Task objective: In your copy, leave out the pictures and repeat the entries below exactly.

Exercise material:
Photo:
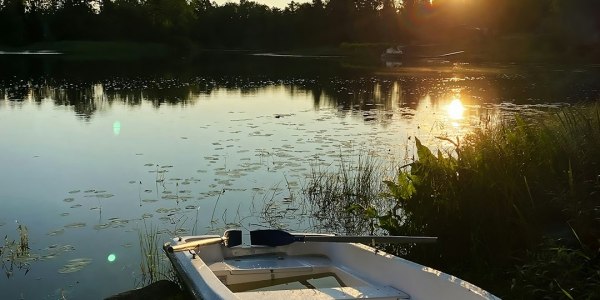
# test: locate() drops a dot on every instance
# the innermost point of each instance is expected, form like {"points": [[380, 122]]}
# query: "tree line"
{"points": [[248, 24]]}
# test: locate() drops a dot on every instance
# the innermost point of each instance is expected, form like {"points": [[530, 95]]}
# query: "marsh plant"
{"points": [[518, 200], [337, 192], [14, 254], [153, 265]]}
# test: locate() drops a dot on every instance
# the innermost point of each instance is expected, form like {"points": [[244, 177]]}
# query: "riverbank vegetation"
{"points": [[501, 30], [516, 206]]}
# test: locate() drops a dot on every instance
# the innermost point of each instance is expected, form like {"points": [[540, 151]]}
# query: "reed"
{"points": [[15, 254], [153, 265], [494, 201]]}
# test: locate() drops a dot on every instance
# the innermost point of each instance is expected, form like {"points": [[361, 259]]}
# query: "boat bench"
{"points": [[370, 292]]}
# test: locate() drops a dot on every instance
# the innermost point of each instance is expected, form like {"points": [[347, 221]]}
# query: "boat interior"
{"points": [[263, 274]]}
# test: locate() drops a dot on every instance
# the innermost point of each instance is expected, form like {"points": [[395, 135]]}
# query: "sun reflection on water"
{"points": [[455, 110]]}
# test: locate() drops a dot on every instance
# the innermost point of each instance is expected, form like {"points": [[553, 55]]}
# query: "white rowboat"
{"points": [[213, 267]]}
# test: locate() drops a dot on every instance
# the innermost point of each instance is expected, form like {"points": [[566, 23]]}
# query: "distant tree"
{"points": [[12, 23]]}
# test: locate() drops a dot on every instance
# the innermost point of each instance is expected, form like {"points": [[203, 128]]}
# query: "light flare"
{"points": [[455, 109]]}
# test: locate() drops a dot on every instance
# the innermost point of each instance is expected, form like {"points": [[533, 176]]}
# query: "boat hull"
{"points": [[347, 270]]}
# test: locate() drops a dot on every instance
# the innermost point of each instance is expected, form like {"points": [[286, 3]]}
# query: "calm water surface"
{"points": [[92, 154]]}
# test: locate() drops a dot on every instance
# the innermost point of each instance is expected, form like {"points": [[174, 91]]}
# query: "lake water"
{"points": [[93, 153]]}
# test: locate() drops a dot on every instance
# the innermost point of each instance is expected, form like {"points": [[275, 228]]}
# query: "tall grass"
{"points": [[153, 265], [15, 254], [510, 204], [343, 196]]}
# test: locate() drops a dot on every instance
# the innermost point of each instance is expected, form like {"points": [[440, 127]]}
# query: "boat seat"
{"points": [[271, 264], [360, 292]]}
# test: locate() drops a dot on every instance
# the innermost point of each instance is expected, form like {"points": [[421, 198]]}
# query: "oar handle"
{"points": [[370, 239], [193, 244]]}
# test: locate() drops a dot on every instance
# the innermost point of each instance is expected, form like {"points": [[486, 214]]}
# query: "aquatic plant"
{"points": [[494, 200], [15, 253], [153, 264], [343, 197], [501, 192]]}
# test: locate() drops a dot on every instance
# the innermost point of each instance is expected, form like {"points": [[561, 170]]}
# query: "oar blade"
{"points": [[271, 237], [232, 238]]}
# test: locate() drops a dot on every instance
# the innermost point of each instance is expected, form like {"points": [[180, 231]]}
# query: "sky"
{"points": [[270, 3]]}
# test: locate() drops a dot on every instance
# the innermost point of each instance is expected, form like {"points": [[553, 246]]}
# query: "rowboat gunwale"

Output:
Photo:
# test: locate() drops a dot on every instance
# the innermost point of each instance is expected, form like {"points": [[380, 122]]}
# query: "tree line"
{"points": [[248, 24]]}
# test: locate() drops a dot on every instance
# the innermost point of each instance is expected, form like {"points": [[530, 95]]}
# query: "marsh plant"
{"points": [[518, 200], [337, 192], [14, 254], [153, 265]]}
# test: locate() drops a dot on every instance
# the innermost point of each instance is expected, form like {"points": [[244, 177]]}
# query: "riverbank vegetation"
{"points": [[501, 30], [516, 206]]}
# test: locate() drops a dot on every instance
# the innermost point of each instance is expected, form like {"points": [[540, 151]]}
# query: "reed"
{"points": [[15, 254], [153, 265], [494, 201]]}
# test: locate() drops a dot on every instance
# the innermost point of each instance is expected, form like {"points": [[361, 259]]}
# query: "boat bench"
{"points": [[370, 292]]}
# test: locate() drops a dot on every instance
# the innermost point of each instance is expected, form like {"points": [[347, 221]]}
# query: "boat interior"
{"points": [[263, 274]]}
# test: locate() drops a dot on every instance
# the innermost point of each instance is expected, form like {"points": [[395, 135]]}
# query: "sun reflection on water"
{"points": [[455, 110]]}
# test: locate() drops a dot on every instance
# the innermost point of each instance is expected, form like {"points": [[553, 55]]}
# query: "white rowboat"
{"points": [[213, 267]]}
# test: locate() drops a dot on every instance
# the innermost point of each instance is expected, form like {"points": [[566, 23]]}
# query: "distant tree"
{"points": [[12, 23]]}
# test: locate() drops a dot on every instance
# the innermost point of each instance is expected, form like {"points": [[203, 128]]}
# query: "light flare"
{"points": [[455, 109]]}
# test: locate() drops a dot on every instance
# the innermost point of each instance is expected, form like {"points": [[533, 176]]}
# query: "boat hull"
{"points": [[347, 270]]}
# test: locate() drops a dot on every instance
# the innermost point of each instance is expected, form like {"points": [[286, 3]]}
# query: "calm water surface"
{"points": [[92, 154]]}
# test: locate() drops a dot on every instance
# the innermost point of each instance is expected, form like {"points": [[174, 91]]}
# query: "lake water"
{"points": [[93, 153]]}
# test: locate() drops a dot on every instance
# the innermost point of each instance is expected, form like {"points": [[275, 228]]}
# query: "tall grass"
{"points": [[153, 265], [15, 254], [510, 204], [343, 196]]}
# test: locate() drops a dot on every instance
# the innermost point of each instance is expected, form like {"points": [[440, 127]]}
# query: "boat seat"
{"points": [[271, 264], [360, 292]]}
# test: locate() drops a dot on every instance
# the innermost point of each instance is expected, form like {"points": [[421, 198]]}
# query: "oar handle"
{"points": [[370, 239], [193, 244]]}
# test: locate() drops a dot on every instance
# the innermost point of each instance is expected, form like {"points": [[486, 214]]}
# query: "aquatic plant"
{"points": [[494, 200], [15, 253], [153, 264], [343, 197], [501, 192]]}
# test: locate() drops a dot on every instance
# the innermost point of each instance is expected, form like {"points": [[561, 170]]}
# query: "oar blade"
{"points": [[271, 237], [232, 238]]}
# test: locate() drops a dot on every instance
# the innermost point of each instance is expected, form like {"points": [[180, 231]]}
# query: "sky"
{"points": [[270, 3]]}
# test: locate() drops a dot on every instance
# the innermost point of each instance is expected, form like {"points": [[553, 246]]}
# query: "rowboat gunwale"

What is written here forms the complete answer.